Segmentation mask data
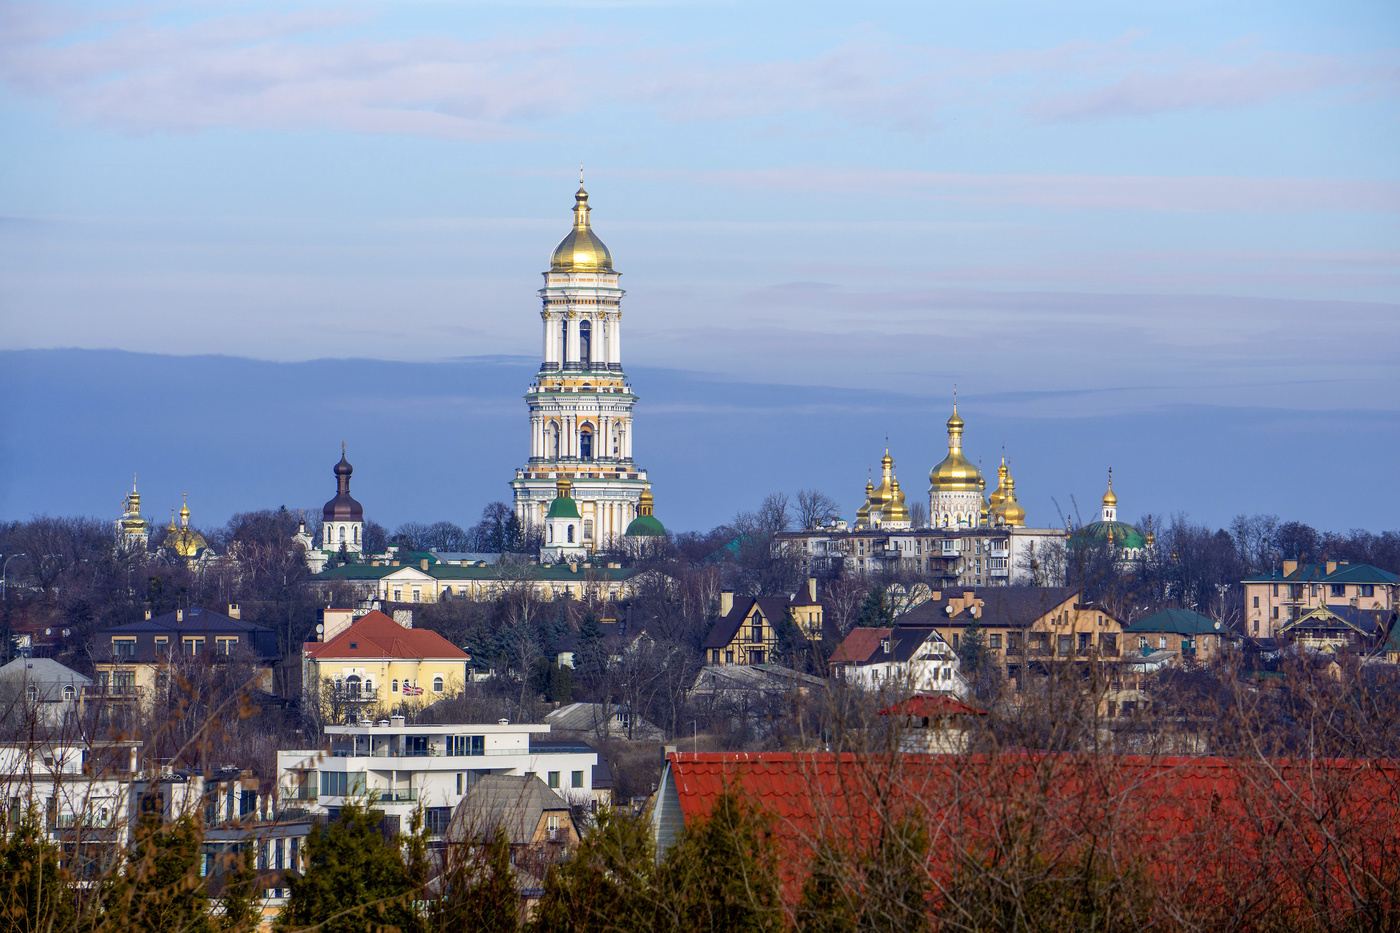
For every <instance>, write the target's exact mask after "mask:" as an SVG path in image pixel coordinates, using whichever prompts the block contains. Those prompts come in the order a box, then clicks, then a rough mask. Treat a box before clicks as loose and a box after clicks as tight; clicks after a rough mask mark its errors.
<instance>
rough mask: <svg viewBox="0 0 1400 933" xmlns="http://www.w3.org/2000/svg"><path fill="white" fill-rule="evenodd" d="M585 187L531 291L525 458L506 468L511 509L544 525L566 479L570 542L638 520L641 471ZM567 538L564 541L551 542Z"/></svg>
mask: <svg viewBox="0 0 1400 933" xmlns="http://www.w3.org/2000/svg"><path fill="white" fill-rule="evenodd" d="M588 212H589V207H588V192H585V191H584V188H582V184H580V188H578V193H577V195H575V198H574V228H573V230H571V231H570V233H568V235H567V237H564V240H563V241H560V244H559V247H556V248H554V254H553V256H552V258H550V263H549V272H546V273H543V275H545V287H543V289H540V290H539V297H540V301H542V310H540V319H542V326H543V335H542V336H543V340H542V357H543V359H542V360H540V367H539V375H538V377H536V380H535V382H532V384H531V387H529V389H528V392H526V396H525V399H526V402H528V405H529V426H531V447H529V462H528V464H526V465H525V466H522V468H519V469H517V471H515V479H514V481H512V482H511V488H512V489H514V490H515V514H517V517H518V518H519V521H521V524H522V525H525V527H529V528H543V527H545V525H546V513H547V511H549V507H550V504H552V503H553V502H554V500H556V499H557V482H559V479H560V478H568V479H570V481H573V499H574V502H575V504H577V510H578V516H580V517H578V520H577V521H578V527H577V528H575V537H577V544H578V545H581V546H582V548H587V549H588V551H592V549H596V548H598V546H601V545H605V544H606V542H609V541H612V539H620V538H622V537H623V534H624V532H626V530H627V527H629V524H630V523H631V520H633V518H636V517H637V504H638V502H640V499H641V495H643V492H644V490H645V489H647V471H644V469H640V468H638V466H637V464H636V461H633V458H631V415H633V406H634V405H636V403H637V396H636V395H633V392H631V387H630V385H629V384H627V382H626V377H624V375H623V370H622V298H623V294H626V293H624V291H623V290H622V287H619V282H617V280H619V277H620V273H619V272H616V270H615V269H613V265H612V254H610V252H609V251H608V247H605V245H603V241H602V240H599V238H598V235H596V234H595V233H594V231H592V227H591V226H589V221H588ZM556 544H568V542H556Z"/></svg>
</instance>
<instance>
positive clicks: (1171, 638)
mask: <svg viewBox="0 0 1400 933" xmlns="http://www.w3.org/2000/svg"><path fill="white" fill-rule="evenodd" d="M1226 635H1228V633H1226V630H1225V626H1224V625H1221V623H1219V622H1217V621H1215V619H1212V618H1210V616H1205V615H1201V614H1200V612H1196V611H1194V609H1162V611H1161V612H1154V614H1152V615H1149V616H1147V618H1144V619H1138V621H1137V622H1134V623H1133V625H1130V626H1128V628H1126V629H1123V642H1124V643H1123V646H1121V647H1123V649H1124V650H1134V649H1135V650H1137V651H1138V653H1140V654H1144V656H1147V654H1151V653H1152V651H1162V650H1173V651H1179V654H1177V657H1179V658H1182V660H1183V661H1200V663H1207V661H1211V660H1214V658H1215V657H1218V656H1219V653H1221V649H1222V647H1224V639H1225V637H1226Z"/></svg>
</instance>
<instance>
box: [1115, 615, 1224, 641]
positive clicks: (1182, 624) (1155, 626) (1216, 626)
mask: <svg viewBox="0 0 1400 933" xmlns="http://www.w3.org/2000/svg"><path fill="white" fill-rule="evenodd" d="M1123 632H1124V633H1126V635H1138V633H1147V632H1152V633H1158V632H1165V633H1168V635H1224V633H1225V626H1222V625H1221V623H1219V622H1217V621H1215V619H1211V618H1210V616H1204V615H1201V614H1200V612H1196V611H1194V609H1162V611H1161V612H1154V614H1152V615H1149V616H1147V618H1145V619H1138V621H1137V622H1134V623H1133V625H1130V626H1128V628H1126V629H1123Z"/></svg>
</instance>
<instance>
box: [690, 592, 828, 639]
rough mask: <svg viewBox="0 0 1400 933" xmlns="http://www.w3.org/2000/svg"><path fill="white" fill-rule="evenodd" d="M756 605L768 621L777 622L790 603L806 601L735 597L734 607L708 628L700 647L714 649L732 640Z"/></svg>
mask: <svg viewBox="0 0 1400 933" xmlns="http://www.w3.org/2000/svg"><path fill="white" fill-rule="evenodd" d="M755 605H757V608H759V612H760V614H763V618H764V619H767V621H769V622H774V623H777V622H778V621H780V619H781V618H783V616H784V615H785V614H787V611H788V607H792V605H806V602H792V601H791V600H788V598H787V597H742V598H735V601H734V607H732V608H731V609H729V612H728V615H722V616H720V618H718V619H717V621H715V623H714V626H713V628H711V629H710V635H707V636H704V643H703V644H701V646H700V647H701V649H715V647H725V646H728V644H729V643H731V642H734V636H735V635H738V633H739V626H741V625H743V621H745V619H746V618H749V611H750V609H752V608H753V607H755Z"/></svg>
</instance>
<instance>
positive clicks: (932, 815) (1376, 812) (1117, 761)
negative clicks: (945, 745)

» Work instruction:
Please transcribe every record above exactly as written, leaving out the pictures.

» Your response:
For every <instance>, write the target's exact mask after "mask:" as an SVG path in image pixel coordinates, using whichever prompts the block contains. Those prompts come in the order a box, then clicks, then a rough mask. Treat a box before clicks as loose and a box after clicks as tight; clicks after a rough mask mark its errors.
<instance>
rough mask: <svg viewBox="0 0 1400 933" xmlns="http://www.w3.org/2000/svg"><path fill="white" fill-rule="evenodd" d="M585 187L531 291L525 458L506 468L511 509L544 525L566 479L570 542L638 520L641 471ZM567 538L564 541L551 542Z"/></svg>
mask: <svg viewBox="0 0 1400 933" xmlns="http://www.w3.org/2000/svg"><path fill="white" fill-rule="evenodd" d="M588 212H589V207H588V192H585V191H584V188H582V184H580V188H578V193H577V195H575V198H574V228H573V230H571V231H570V233H568V235H567V237H564V240H563V241H560V244H559V247H556V248H554V254H553V256H552V258H550V263H549V272H546V273H543V275H545V287H543V289H540V290H539V297H540V301H542V310H540V319H542V326H543V335H542V336H543V340H542V357H543V359H542V360H540V367H539V375H538V377H536V380H535V382H532V384H531V387H529V389H528V392H526V396H525V399H526V402H528V405H529V426H531V447H529V462H528V464H526V465H525V466H522V468H519V469H517V471H515V479H514V481H512V482H511V488H512V489H514V490H515V514H517V517H518V518H519V521H521V524H522V525H525V527H529V528H543V527H545V525H546V513H547V511H549V507H550V504H552V503H553V502H554V500H556V499H557V482H559V479H560V478H568V479H570V481H573V499H574V502H575V504H577V510H578V516H580V517H578V520H577V521H578V527H577V528H575V537H577V544H578V545H581V546H582V548H587V549H588V551H592V549H596V548H598V546H601V545H605V544H606V542H609V541H612V539H620V538H622V537H623V534H624V532H626V530H627V527H629V524H630V523H631V520H633V518H636V517H637V504H638V502H640V499H641V495H643V492H644V490H645V489H647V471H644V469H640V468H638V466H637V464H636V461H633V458H631V415H633V406H634V405H636V403H637V396H636V395H633V392H631V387H630V385H629V384H627V382H626V377H624V375H623V370H622V298H623V294H626V293H624V291H623V290H622V287H619V282H617V280H619V277H620V273H619V272H616V270H615V269H613V265H612V254H610V252H609V251H608V247H605V245H603V241H602V240H599V238H598V235H596V234H595V233H594V231H592V227H591V226H589V221H588ZM556 544H568V542H556Z"/></svg>
</instance>
<instance>
positive clicks: (1171, 638)
mask: <svg viewBox="0 0 1400 933" xmlns="http://www.w3.org/2000/svg"><path fill="white" fill-rule="evenodd" d="M1226 635H1228V633H1226V630H1225V626H1224V625H1221V623H1219V622H1217V621H1215V619H1212V618H1210V616H1205V615H1201V614H1200V612H1196V611H1194V609H1162V611H1161V612H1154V614H1152V615H1149V616H1147V618H1144V619H1138V621H1137V622H1134V623H1133V625H1130V626H1128V628H1126V629H1123V642H1124V643H1123V646H1121V647H1123V649H1124V650H1134V649H1135V650H1137V651H1138V653H1140V654H1144V656H1147V654H1151V653H1152V651H1162V650H1173V651H1179V654H1177V657H1179V658H1182V660H1183V661H1200V663H1207V661H1211V660H1214V658H1215V657H1218V656H1219V653H1221V649H1222V647H1224V639H1225V637H1226Z"/></svg>
</instance>
<instance>
box: [1115, 615, 1224, 641]
positive clicks: (1182, 624) (1155, 626) (1216, 626)
mask: <svg viewBox="0 0 1400 933" xmlns="http://www.w3.org/2000/svg"><path fill="white" fill-rule="evenodd" d="M1123 632H1124V633H1126V635H1138V633H1147V632H1152V633H1158V632H1165V633H1168V635H1224V633H1225V626H1222V625H1221V623H1219V622H1217V621H1215V619H1211V618H1210V616H1204V615H1201V614H1200V612H1196V611H1194V609H1162V611H1161V612H1154V614H1152V615H1149V616H1147V618H1145V619H1138V621H1137V622H1134V623H1133V625H1130V626H1128V628H1126V629H1123Z"/></svg>
</instance>
<instance>
box: [690, 592, 828, 639]
rough mask: <svg viewBox="0 0 1400 933" xmlns="http://www.w3.org/2000/svg"><path fill="white" fill-rule="evenodd" d="M756 605L768 621L777 622L790 603L806 601L735 597L734 607L708 628L700 647L714 649L732 640Z"/></svg>
mask: <svg viewBox="0 0 1400 933" xmlns="http://www.w3.org/2000/svg"><path fill="white" fill-rule="evenodd" d="M755 605H757V608H759V612H760V614H763V618H764V619H767V621H769V622H774V623H777V622H778V621H780V619H781V618H783V616H784V615H785V614H787V611H788V607H792V605H806V602H792V601H791V600H788V598H787V597H742V598H735V601H734V607H732V608H731V609H729V612H728V615H722V616H720V618H718V619H717V621H715V623H714V626H713V628H711V629H710V635H707V636H704V643H703V644H701V646H700V647H701V649H715V647H725V646H728V644H729V643H731V642H734V636H735V635H738V633H739V626H741V625H743V621H745V619H746V618H749V611H750V609H752V608H753V607H755Z"/></svg>
</instance>
<instance>
positive clicks: (932, 815) (1376, 812) (1117, 761)
negative clicks: (945, 745)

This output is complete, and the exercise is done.